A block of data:
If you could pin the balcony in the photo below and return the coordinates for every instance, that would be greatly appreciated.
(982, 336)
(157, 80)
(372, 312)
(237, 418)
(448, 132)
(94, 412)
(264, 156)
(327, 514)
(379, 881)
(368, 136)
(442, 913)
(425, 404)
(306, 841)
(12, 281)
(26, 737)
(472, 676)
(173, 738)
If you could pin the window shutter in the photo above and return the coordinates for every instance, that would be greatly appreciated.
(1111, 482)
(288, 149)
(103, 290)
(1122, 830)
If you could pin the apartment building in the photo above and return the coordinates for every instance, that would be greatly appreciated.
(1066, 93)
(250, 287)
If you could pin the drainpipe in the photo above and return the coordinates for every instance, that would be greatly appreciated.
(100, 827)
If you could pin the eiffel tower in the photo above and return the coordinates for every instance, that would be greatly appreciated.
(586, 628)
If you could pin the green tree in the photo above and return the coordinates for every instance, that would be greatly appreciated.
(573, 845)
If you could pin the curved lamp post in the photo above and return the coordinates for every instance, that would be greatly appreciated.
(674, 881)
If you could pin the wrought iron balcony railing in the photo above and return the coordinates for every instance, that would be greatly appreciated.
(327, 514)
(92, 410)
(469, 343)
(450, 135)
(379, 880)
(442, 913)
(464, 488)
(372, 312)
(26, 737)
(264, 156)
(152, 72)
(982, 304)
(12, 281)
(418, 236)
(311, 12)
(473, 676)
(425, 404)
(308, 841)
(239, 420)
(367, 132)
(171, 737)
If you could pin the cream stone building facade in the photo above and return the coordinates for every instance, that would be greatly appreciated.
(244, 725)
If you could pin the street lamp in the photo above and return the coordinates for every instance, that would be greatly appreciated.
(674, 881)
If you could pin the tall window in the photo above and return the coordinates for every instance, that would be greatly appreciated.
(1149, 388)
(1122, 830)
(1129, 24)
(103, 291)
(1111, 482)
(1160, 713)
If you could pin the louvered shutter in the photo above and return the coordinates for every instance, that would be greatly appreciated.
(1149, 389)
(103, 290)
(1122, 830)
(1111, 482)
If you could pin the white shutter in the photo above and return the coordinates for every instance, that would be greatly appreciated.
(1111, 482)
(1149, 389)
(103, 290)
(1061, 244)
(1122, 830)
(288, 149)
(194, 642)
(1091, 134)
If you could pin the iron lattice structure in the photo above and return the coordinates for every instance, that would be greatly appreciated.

▶ _WRITTEN REQUEST_
Return all of the items above word for word, with nothing changed.

▶ _ANSWER TO THE PROBLEM_
If you could pin the balcony in the photo below and return the coordinates for every instance, that would be greatly appreciated.
(982, 336)
(157, 80)
(372, 312)
(237, 418)
(448, 132)
(94, 412)
(264, 156)
(327, 514)
(379, 881)
(368, 136)
(442, 913)
(425, 404)
(306, 841)
(12, 281)
(26, 737)
(472, 676)
(173, 738)
If you could pin the window shutter in the photo above and return the coordinates for every instance, that would be greatly appreciated.
(1111, 482)
(288, 149)
(103, 290)
(1122, 830)
If you could pin the apartment building in the photo above and return the coordinates for every instance, that would be greatly appreciated.
(1066, 93)
(250, 287)
If you could pin the drainpipe in the photo above and return the coordinates for every instance, that would be greatly appreciated.
(100, 827)
If you could pin the eiffel tower in the photo above and return the coordinates for every instance, that would be greatly appreciated.
(586, 628)
If you could pin the green tree in the photo above and return the coordinates for every instance, that would be greatly appreciated.
(573, 845)
If you could pin the curved lamp post in the photo above and return the coordinates for every instance, that would be greatly appreciated.
(674, 881)
If you could pin the wrought iron balcony railing in the photo above and return the coordinates for every instance, that would be greatly appreciated.
(327, 514)
(92, 410)
(469, 343)
(450, 135)
(379, 880)
(442, 913)
(464, 488)
(372, 312)
(26, 737)
(264, 156)
(152, 72)
(982, 304)
(12, 281)
(418, 236)
(311, 12)
(473, 676)
(425, 404)
(308, 841)
(239, 420)
(367, 132)
(171, 737)
If you could pin the cream stone building facade in the photo above and return the coordinates for every instance, that would be greatly appreciated.
(244, 725)
If you could pin the street lamp in the photo above and return the coordinates for every instance, that would be greatly appreciated.
(674, 881)
If you could pin the tall window in the photo above and return the coordinates for every instance, that would be greatly appreciated.
(1149, 388)
(1122, 830)
(1129, 24)
(103, 291)
(1111, 482)
(1160, 713)
If you could pin the louvered shutter in the photo above and return the coordinates for every instance, that would be greatly appreciated.
(1149, 389)
(103, 290)
(1122, 830)
(1111, 482)
If you could pin the white shutter in the photo above and return the coordinates for every instance, that would be greatly appreciated.
(1111, 482)
(1149, 389)
(103, 290)
(1061, 244)
(1122, 830)
(288, 149)
(194, 642)
(1091, 134)
If you could pin the iron lattice structure in the photo above and return the coordinates for every instance, that would be greatly appreciated.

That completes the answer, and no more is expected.